Type out every entry again, character for character.

══ DATASET CONTENT ══

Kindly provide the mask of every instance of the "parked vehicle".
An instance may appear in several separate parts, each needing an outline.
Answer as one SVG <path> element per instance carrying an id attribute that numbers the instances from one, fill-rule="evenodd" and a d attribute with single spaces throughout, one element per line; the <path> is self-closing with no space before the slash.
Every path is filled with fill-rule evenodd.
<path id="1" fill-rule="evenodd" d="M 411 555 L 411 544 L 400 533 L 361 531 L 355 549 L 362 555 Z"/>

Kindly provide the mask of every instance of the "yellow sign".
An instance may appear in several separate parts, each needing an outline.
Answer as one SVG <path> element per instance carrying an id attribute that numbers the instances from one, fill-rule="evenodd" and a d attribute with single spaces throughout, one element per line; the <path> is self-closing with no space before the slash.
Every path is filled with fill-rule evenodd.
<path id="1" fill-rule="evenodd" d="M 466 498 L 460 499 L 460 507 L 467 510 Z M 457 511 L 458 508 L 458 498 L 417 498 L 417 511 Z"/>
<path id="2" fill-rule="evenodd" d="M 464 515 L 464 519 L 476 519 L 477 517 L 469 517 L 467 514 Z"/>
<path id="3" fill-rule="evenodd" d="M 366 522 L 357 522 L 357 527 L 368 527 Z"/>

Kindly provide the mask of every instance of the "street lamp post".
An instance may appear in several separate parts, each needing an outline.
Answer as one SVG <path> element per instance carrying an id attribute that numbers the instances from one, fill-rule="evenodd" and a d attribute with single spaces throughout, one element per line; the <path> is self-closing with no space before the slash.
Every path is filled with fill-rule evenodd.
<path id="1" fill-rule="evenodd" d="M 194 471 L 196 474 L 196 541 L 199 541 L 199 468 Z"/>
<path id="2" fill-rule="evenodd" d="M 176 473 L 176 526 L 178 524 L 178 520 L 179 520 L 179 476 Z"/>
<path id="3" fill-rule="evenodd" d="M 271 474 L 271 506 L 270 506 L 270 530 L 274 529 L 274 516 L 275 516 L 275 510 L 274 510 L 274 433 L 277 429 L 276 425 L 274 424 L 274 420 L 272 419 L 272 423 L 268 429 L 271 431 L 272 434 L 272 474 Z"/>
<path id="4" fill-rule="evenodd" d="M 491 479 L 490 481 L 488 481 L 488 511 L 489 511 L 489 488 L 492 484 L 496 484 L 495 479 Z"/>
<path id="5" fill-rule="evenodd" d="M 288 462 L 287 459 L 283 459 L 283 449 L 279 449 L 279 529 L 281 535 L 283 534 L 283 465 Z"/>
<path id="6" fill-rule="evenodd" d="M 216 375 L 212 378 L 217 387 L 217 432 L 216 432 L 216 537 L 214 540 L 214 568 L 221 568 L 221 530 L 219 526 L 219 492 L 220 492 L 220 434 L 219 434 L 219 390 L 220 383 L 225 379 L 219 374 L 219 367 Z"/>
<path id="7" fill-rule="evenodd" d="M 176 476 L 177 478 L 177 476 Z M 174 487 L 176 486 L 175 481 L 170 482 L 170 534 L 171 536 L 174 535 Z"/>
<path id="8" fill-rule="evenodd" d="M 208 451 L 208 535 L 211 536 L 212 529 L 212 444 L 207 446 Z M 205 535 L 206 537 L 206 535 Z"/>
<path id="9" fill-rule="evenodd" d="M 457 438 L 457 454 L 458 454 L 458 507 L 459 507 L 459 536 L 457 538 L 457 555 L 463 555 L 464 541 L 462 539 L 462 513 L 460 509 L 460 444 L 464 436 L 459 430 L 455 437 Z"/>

═══

*WRITTEN REPLY*.
Kindly provide the mask of every instance of the "parked vehicle".
An instance may appear in several separate parts, each needing an outline.
Answer as one SVG <path> element per instance carrying an id attribute that numbers the instances from one, fill-rule="evenodd" and a d attribute with single spaces throughout, one element per line; the <path> is self-closing with no space before the slash.
Every path is filled with fill-rule evenodd.
<path id="1" fill-rule="evenodd" d="M 411 555 L 411 544 L 400 533 L 361 531 L 355 549 L 362 555 Z"/>

Kindly provide the mask of every instance of the "yellow sign".
An instance may appear in several separate parts, each needing an outline.
Answer as one SVG <path> element per instance carrying an id attribute that numbers the instances from one, fill-rule="evenodd" and a d attribute with single spaces throughout, one element per line; the <path> is self-closing with no space before the slash.
Every path is filled with fill-rule evenodd.
<path id="1" fill-rule="evenodd" d="M 466 498 L 460 499 L 460 507 L 467 510 Z M 457 511 L 458 508 L 458 498 L 417 498 L 417 511 Z"/>
<path id="2" fill-rule="evenodd" d="M 464 515 L 464 519 L 476 519 L 477 517 L 469 517 L 467 514 Z"/>
<path id="3" fill-rule="evenodd" d="M 366 522 L 357 522 L 357 527 L 368 527 Z"/>

Kindly provide the mask of every instance of the "street lamp post".
An instance may appear in several separate parts, each needing an outline.
Answer as one SVG <path> element per instance carrying an id attribute that numbers the instances from one, fill-rule="evenodd" and a d attribute with single spaces throughout, one element per line; the <path> is self-closing with no space before the slash.
Every path is filled with fill-rule evenodd.
<path id="1" fill-rule="evenodd" d="M 194 471 L 196 474 L 196 541 L 199 541 L 199 468 Z"/>
<path id="2" fill-rule="evenodd" d="M 176 473 L 176 526 L 178 524 L 178 520 L 179 520 L 179 476 Z"/>
<path id="3" fill-rule="evenodd" d="M 271 474 L 271 506 L 270 506 L 270 530 L 274 529 L 274 516 L 275 516 L 275 510 L 274 510 L 274 433 L 277 429 L 276 425 L 274 424 L 274 420 L 272 419 L 272 423 L 268 429 L 271 431 L 272 434 L 272 474 Z"/>
<path id="4" fill-rule="evenodd" d="M 491 479 L 490 481 L 488 481 L 488 511 L 489 511 L 489 488 L 492 484 L 496 484 L 495 479 Z"/>
<path id="5" fill-rule="evenodd" d="M 288 462 L 287 459 L 283 459 L 283 449 L 279 449 L 279 529 L 281 535 L 283 534 L 283 465 Z"/>
<path id="6" fill-rule="evenodd" d="M 216 375 L 212 378 L 217 387 L 217 432 L 216 432 L 216 537 L 214 540 L 214 568 L 221 568 L 221 530 L 219 526 L 219 492 L 220 492 L 220 434 L 219 434 L 219 390 L 220 383 L 225 379 L 219 374 L 219 367 Z"/>
<path id="7" fill-rule="evenodd" d="M 176 476 L 177 478 L 177 476 Z M 174 487 L 176 486 L 175 481 L 170 482 L 170 534 L 171 536 L 174 535 Z"/>
<path id="8" fill-rule="evenodd" d="M 208 451 L 208 535 L 211 536 L 212 529 L 212 444 L 207 446 Z M 205 535 L 206 537 L 206 535 Z"/>
<path id="9" fill-rule="evenodd" d="M 457 438 L 457 454 L 458 454 L 458 507 L 459 507 L 459 536 L 457 538 L 457 555 L 463 555 L 464 541 L 462 539 L 462 513 L 460 509 L 460 444 L 464 436 L 459 430 L 455 437 Z"/>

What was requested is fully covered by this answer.